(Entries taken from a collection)
::::
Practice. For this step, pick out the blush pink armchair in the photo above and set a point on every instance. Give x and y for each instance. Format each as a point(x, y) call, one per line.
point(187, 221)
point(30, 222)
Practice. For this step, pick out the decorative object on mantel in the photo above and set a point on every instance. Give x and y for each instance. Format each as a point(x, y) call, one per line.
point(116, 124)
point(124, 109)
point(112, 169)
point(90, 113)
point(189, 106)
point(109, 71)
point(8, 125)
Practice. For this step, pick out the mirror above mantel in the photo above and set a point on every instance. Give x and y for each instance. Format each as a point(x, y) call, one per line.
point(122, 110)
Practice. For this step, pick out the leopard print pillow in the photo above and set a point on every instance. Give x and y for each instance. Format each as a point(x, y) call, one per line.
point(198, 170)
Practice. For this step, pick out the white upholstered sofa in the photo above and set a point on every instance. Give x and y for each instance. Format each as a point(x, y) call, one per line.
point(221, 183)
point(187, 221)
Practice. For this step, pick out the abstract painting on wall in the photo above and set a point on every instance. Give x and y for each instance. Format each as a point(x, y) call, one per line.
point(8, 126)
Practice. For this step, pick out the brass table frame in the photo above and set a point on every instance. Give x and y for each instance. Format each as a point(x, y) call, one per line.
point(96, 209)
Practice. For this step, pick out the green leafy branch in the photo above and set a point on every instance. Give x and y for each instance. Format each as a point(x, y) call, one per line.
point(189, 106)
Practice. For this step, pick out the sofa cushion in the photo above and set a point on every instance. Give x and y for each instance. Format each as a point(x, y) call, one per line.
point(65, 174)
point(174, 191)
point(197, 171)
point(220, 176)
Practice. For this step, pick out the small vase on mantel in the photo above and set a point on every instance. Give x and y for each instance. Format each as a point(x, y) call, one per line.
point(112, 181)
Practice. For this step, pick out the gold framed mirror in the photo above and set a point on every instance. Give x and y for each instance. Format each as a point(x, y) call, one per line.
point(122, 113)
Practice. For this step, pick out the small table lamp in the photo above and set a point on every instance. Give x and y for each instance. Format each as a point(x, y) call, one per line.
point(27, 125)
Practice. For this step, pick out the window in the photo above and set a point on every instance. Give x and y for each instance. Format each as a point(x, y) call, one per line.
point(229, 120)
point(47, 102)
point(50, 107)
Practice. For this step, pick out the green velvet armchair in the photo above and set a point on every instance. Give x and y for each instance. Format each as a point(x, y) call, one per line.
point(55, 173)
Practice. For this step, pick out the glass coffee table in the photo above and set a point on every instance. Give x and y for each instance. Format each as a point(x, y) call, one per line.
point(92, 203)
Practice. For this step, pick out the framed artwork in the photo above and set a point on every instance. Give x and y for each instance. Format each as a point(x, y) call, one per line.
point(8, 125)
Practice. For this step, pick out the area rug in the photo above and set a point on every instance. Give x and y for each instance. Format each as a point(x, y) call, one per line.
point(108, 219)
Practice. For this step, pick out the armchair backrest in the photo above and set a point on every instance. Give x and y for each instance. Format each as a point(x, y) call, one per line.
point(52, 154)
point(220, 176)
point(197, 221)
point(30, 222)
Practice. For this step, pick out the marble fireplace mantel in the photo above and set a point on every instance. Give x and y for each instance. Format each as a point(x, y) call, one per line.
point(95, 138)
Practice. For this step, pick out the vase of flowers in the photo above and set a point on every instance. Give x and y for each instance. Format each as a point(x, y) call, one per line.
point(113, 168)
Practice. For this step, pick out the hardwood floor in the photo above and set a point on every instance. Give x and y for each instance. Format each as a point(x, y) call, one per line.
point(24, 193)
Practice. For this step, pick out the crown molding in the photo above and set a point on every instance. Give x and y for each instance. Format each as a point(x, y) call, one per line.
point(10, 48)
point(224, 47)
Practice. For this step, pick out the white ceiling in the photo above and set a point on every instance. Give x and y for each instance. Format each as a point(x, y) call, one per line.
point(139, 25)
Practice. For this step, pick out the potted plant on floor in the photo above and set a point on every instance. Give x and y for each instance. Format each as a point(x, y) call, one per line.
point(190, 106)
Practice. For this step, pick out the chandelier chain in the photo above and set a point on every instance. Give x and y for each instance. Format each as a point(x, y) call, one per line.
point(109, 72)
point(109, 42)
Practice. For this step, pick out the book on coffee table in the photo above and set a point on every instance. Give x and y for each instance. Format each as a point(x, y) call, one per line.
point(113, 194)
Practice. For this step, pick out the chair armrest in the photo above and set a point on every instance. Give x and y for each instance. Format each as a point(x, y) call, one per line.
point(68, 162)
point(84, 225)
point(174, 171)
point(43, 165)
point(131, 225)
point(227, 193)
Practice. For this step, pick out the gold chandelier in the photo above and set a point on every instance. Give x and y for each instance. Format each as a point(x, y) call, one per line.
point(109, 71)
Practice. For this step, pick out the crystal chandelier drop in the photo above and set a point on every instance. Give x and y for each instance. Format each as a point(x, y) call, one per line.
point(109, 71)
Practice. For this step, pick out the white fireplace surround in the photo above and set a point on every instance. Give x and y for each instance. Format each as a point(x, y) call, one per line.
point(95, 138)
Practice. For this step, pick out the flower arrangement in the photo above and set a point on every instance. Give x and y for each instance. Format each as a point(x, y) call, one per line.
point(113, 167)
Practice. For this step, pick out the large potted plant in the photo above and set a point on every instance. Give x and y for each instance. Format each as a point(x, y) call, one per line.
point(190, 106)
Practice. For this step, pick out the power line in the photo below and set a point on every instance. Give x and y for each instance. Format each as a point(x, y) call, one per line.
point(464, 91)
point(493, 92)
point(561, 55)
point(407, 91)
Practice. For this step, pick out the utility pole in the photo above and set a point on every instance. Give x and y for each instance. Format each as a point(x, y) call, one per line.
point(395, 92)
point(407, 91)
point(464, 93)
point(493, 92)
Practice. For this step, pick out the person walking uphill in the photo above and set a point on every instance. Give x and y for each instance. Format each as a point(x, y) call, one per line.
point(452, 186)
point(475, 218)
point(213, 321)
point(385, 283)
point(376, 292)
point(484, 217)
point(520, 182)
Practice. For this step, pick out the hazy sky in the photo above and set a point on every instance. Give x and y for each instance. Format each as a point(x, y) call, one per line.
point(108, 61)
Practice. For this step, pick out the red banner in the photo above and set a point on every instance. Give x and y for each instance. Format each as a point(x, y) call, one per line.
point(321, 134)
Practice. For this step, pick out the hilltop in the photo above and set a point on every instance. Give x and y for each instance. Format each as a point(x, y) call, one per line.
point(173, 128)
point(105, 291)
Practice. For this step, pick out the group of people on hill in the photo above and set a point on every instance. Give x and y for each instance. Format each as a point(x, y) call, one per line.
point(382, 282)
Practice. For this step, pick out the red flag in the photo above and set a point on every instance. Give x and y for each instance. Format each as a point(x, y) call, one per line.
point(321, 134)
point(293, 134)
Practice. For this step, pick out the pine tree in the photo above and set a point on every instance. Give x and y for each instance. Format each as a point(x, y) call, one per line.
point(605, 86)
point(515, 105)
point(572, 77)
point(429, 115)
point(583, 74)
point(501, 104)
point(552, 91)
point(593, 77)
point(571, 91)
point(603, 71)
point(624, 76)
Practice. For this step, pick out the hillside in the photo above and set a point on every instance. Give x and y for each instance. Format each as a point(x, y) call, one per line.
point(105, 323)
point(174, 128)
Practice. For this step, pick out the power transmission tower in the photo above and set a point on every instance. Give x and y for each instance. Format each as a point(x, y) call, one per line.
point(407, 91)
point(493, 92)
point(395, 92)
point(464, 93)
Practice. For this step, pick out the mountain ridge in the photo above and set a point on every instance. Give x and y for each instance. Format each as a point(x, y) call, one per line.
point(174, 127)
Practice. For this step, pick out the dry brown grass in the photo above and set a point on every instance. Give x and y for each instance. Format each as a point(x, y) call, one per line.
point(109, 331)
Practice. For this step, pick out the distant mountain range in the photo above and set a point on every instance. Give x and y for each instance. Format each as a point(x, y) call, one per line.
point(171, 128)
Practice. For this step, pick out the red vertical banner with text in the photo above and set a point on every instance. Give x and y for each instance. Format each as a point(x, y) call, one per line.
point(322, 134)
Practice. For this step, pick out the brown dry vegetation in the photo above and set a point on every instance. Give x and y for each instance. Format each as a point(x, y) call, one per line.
::::
- **DIRECTIONS**
Retype, exactly as written, each line from the one that has "Practice. For this step, pick out the distant" to the bottom of the entries above, and include both of those lines.

- **YOUR RESPONSE**
Practice. For this step, pick out the distant mountain range in the photo above and set a point on every instance. Give x and y for each instance. Format each as a point(x, y) call, one per line.
point(171, 128)
Practice. For this step, pick out the red vertical banner with text in the photo above and set a point on every instance. Give x and y for each instance. Format each as a point(x, y) call, one per line.
point(322, 134)
Practice. For this step, pick out the brown dry vegetation in the photo above and set a point on every instance. Give x and y for each instance. Format each as a point(x, y) call, one per line.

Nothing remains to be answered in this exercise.